Answer these questions about the regex thread below:
1. What does the question say the ? means according to the Java docs?
2. What does the first answer call the combination *??
3. Which expression does the first answer recommend instead, and what does it say that expression avoids?

-- Provided text --
+++

1

I'm trying to understand the following code:

Pattern.compile("(.*?):")

I already did some research about what it could mean, but I don't quite get it:

According to the java docs the * would mean 0 or more times, while ? means once or not at all.

Also, what does the ':' mean?

Thanks

Andreas
  • 2,007
  • 5
  • 26
  • 37
  • 3
    Check [this](http://rick.measham.id.au/paste/explain.pl?regex=%28.*%3F%29%3A) out. – Kendall Frey Sep 03 '12 at 13:29
  • @KendallFrey: Nice, but in Java `.` is equivalent to `[^\n\r\u0085\u2028\u2029]`. [ref](http://docs.oracle.com/javase/7/docs/api/java/util/regex/Pattern.html#lt) – Alan Moore Sep 03 '12 at 13:46

4 Answers4

5

This is called a reluctant quantifier. An asterisk and a question mark *? together mean "zero or more times, without matching more characters from the input than is needed". This is what prevents the dot . expression from matching the subsequent colon : in the input.

A better expression to match the same sequence is [^:]*:, because it lets you avoid backtracking. Here is a link to an article explaining why.

Sergey Kalinichenko
  • 714,442
  • 84
  • 1,110
  • 1,523
  • 1
    The word is *quantifier*, not *qualifier*: it specifies a quantity. In fact, you might say the `?` qualifies the quantifier; `*` is normally greedy, but the `?` "weakens" it, making it reluctant or non-greedy. – Alan Moore Sep 03 '12 at 15:41
  • @AlanMoore You're right, it is quantifier. I edited the answer to fix that. – Sergey Kalinichenko Sep 03 '12 at 15:45
4

The ? after greedy operators such as + or * will make the operator non greedy. Without the ?, that regex will keep matching all the characters it finds, including the :.

+++

-- Dataset content --
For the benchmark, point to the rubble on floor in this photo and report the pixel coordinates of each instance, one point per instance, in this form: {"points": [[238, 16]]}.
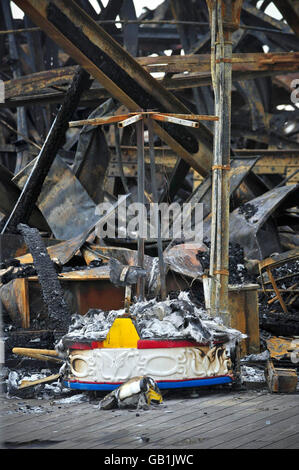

+++

-- Result of the exercise --
1. Once or not at all.
2. A reluctant quantifier.
3. [^:]*:, which avoids backtracking.